*Work to complete*
Both the line containing "Point to every instance of the white dome" and the last line of the listing are included: write out exactly the lines from one to the other.

BEGIN Provided records

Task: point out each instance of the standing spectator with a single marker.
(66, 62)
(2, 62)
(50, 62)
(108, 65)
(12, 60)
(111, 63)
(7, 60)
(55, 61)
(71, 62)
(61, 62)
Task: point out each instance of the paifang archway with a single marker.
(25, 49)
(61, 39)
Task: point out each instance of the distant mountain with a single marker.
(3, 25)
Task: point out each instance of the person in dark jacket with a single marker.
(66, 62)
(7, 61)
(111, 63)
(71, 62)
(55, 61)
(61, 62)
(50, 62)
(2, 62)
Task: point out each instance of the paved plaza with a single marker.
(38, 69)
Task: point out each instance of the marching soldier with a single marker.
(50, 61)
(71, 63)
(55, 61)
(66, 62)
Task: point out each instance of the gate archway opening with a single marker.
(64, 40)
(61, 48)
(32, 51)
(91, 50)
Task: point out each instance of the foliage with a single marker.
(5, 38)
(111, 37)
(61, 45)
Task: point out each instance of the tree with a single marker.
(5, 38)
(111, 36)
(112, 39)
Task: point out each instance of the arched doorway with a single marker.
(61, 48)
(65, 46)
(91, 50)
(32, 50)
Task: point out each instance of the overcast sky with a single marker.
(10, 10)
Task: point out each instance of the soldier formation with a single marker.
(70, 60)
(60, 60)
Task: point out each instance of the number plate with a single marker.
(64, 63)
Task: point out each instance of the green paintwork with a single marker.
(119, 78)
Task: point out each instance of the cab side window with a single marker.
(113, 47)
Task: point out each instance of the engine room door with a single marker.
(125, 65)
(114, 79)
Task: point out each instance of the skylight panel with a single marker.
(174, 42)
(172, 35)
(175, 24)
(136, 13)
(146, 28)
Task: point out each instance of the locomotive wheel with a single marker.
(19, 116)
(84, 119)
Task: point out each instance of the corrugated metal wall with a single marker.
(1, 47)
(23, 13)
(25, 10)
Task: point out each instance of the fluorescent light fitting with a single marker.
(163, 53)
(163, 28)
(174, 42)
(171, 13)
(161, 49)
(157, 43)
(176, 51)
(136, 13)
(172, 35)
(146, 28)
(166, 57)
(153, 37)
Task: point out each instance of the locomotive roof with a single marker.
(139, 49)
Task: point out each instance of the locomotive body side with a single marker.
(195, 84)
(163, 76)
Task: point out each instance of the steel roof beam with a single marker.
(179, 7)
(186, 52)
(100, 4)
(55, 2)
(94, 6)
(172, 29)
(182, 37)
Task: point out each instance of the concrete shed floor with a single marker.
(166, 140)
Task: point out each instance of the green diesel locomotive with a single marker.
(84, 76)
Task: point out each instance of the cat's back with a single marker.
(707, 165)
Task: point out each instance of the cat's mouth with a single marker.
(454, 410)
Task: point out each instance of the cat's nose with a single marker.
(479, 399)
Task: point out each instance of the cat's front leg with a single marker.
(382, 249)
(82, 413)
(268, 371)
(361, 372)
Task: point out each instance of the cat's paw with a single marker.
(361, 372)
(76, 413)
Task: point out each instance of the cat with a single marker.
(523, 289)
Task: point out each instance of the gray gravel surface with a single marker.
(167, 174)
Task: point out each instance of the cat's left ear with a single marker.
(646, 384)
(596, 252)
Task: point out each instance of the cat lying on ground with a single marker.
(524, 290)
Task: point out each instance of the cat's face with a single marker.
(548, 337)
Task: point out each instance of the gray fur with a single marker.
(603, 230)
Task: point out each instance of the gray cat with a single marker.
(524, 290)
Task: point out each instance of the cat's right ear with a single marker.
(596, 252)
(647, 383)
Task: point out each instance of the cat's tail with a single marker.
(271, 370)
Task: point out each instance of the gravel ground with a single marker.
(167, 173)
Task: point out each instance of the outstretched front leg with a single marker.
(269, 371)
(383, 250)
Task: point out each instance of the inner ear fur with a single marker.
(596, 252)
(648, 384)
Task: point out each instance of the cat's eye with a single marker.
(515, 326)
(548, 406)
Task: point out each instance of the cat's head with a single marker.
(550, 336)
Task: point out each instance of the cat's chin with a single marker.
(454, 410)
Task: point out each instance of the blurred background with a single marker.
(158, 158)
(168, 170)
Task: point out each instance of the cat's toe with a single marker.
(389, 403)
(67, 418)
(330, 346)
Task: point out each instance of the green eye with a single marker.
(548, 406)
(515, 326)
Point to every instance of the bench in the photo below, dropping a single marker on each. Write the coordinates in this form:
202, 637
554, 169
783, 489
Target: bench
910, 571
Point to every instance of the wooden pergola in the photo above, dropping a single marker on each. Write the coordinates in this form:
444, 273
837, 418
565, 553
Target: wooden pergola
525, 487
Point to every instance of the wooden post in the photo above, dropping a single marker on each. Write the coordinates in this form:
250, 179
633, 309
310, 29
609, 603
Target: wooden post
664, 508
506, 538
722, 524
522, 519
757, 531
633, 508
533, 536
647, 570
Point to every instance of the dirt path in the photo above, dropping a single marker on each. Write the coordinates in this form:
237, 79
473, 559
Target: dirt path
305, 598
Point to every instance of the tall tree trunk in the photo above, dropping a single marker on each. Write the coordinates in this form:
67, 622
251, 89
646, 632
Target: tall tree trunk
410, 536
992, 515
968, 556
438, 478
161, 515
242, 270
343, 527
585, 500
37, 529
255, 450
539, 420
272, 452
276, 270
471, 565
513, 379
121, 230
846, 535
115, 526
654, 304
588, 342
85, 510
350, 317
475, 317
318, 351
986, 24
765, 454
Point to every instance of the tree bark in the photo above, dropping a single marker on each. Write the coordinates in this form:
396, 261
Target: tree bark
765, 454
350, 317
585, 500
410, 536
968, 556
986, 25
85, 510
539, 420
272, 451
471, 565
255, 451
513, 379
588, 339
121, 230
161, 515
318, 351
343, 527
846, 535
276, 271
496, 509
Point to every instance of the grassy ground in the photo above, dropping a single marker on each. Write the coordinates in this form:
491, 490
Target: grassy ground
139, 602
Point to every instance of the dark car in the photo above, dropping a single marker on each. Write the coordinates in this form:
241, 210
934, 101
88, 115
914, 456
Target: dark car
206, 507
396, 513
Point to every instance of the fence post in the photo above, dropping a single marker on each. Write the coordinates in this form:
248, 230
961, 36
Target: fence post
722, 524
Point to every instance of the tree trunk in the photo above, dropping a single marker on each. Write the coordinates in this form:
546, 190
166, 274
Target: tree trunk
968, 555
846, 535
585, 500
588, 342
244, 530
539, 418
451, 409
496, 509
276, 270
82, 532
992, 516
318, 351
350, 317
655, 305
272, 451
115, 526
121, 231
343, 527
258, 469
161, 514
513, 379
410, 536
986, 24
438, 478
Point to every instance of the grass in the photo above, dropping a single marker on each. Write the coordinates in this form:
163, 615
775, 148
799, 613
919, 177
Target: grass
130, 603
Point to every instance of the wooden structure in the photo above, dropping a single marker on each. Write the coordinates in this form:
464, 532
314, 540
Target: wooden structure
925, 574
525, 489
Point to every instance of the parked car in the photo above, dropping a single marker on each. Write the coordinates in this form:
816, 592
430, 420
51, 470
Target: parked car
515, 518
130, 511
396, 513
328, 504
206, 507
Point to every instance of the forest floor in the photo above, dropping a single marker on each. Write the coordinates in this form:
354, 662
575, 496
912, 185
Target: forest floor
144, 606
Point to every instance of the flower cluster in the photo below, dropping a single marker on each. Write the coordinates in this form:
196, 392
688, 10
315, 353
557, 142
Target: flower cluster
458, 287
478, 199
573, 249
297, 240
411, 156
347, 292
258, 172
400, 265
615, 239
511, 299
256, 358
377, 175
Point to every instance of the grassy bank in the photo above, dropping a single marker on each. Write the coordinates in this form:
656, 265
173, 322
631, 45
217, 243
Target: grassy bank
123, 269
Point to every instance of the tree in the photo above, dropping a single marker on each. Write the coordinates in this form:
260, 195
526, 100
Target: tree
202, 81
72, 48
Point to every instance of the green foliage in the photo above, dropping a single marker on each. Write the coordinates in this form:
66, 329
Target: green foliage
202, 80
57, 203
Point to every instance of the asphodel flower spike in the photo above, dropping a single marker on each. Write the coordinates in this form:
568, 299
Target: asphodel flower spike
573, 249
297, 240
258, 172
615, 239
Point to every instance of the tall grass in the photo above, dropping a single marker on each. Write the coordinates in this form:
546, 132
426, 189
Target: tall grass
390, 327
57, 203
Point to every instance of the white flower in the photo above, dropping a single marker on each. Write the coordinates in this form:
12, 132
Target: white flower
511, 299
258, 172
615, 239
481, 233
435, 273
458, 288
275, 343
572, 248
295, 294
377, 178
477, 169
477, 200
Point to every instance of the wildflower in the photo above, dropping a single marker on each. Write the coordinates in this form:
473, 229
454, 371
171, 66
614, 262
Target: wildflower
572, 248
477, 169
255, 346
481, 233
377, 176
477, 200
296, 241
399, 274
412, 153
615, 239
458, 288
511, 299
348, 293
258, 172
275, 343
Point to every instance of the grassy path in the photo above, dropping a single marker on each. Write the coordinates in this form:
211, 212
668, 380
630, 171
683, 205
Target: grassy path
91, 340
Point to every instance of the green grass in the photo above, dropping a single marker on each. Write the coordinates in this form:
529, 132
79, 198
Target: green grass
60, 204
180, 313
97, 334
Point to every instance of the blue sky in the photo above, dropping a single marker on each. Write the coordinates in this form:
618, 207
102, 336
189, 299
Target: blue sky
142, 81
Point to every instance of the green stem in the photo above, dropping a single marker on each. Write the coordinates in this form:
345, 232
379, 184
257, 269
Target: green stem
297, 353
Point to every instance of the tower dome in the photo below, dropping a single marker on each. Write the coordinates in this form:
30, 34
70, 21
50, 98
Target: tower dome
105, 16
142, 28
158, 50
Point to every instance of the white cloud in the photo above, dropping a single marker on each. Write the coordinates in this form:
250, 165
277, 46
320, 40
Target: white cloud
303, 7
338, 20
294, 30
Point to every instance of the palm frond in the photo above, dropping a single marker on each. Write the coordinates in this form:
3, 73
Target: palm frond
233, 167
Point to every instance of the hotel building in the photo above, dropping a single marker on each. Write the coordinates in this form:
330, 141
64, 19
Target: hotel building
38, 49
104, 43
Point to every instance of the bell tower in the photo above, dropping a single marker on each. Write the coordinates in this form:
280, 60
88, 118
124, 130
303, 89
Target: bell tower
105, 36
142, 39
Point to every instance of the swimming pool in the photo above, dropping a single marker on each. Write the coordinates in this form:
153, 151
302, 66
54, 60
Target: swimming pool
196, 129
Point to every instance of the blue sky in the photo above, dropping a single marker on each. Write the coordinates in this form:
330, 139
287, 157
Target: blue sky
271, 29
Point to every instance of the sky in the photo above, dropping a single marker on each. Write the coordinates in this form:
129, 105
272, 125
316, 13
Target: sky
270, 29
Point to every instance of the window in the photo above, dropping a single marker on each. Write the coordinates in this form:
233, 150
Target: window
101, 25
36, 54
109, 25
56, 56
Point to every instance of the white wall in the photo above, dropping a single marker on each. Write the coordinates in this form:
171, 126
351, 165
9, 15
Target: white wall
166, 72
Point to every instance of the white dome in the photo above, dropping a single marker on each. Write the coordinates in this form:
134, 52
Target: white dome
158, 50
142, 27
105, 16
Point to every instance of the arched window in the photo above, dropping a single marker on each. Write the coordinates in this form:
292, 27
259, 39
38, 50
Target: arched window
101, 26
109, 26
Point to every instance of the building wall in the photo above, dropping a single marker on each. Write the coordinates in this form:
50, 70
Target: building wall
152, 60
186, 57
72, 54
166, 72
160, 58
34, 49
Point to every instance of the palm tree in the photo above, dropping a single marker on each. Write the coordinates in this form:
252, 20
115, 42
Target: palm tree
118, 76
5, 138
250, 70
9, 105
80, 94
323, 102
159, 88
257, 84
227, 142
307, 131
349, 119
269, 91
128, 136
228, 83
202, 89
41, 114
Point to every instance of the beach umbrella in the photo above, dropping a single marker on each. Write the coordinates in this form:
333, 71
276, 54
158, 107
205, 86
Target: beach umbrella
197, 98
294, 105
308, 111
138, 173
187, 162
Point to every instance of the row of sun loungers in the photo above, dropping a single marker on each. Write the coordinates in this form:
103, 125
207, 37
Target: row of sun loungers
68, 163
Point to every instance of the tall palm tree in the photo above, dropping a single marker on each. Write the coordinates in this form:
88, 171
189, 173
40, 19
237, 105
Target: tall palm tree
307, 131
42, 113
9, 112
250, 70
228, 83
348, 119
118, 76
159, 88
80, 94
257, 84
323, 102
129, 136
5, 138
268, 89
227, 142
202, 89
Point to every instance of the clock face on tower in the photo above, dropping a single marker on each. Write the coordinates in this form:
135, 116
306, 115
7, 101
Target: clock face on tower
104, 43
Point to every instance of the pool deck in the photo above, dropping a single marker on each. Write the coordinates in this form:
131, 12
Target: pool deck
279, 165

END Provided records

*Correct output*
Point to every instance of the white dome in the photo above, dropping a single marker on each. Write the coordinates in this form:
134, 52
Target: white dome
158, 50
142, 27
105, 16
Point to every instance of the arched window in the photo above, dropping a single marker on each. Write the coordinates in this form:
292, 27
259, 39
38, 50
Target: arched window
101, 26
109, 26
Point to every instance of the building wall in the photo above, dropping a single marker on each. Write the coordinates in this form:
50, 70
Target: building wall
152, 60
186, 57
72, 54
166, 72
160, 58
34, 49
Point to every instance of the palm tree in the photo above, dropping a single marker on each. Write the coordinates in this form:
252, 20
115, 42
Target: palm tree
118, 76
5, 138
250, 70
9, 105
80, 94
323, 102
159, 88
257, 84
227, 142
307, 131
349, 119
269, 91
128, 136
228, 83
202, 89
41, 114
Point to every instance of the beach umbrella in the photo above, dropping a single marker on each. Write the coordinates in this form:
333, 71
276, 54
158, 107
205, 86
Target: beach umbrella
197, 98
294, 105
308, 111
138, 173
187, 162
Point to every instance of the row of sun loungers in the photo above, dropping a single marker on each. Write the coordinates in this form:
103, 125
207, 37
Target: row of sun loungers
68, 163
Point to every instance of the tall palm tree in the photo above, dropping a single marker on each. Write the coordinates in this form:
88, 171
189, 173
40, 19
237, 105
Target: tall palm tree
307, 131
42, 113
9, 112
250, 70
228, 83
348, 119
118, 76
159, 88
80, 94
257, 84
323, 102
129, 136
5, 138
268, 89
227, 142
202, 89
Point to every instance of the clock face on tower in the photo above, dropping a single marker on each. Write the coordinates in this form:
135, 116
306, 115
7, 101
Target: clock face on tower
104, 43
Point to every instance of the pool deck in the photo above, dropping a single marker on each. Write the coordinates in this form:
131, 12
Target: pool deck
279, 165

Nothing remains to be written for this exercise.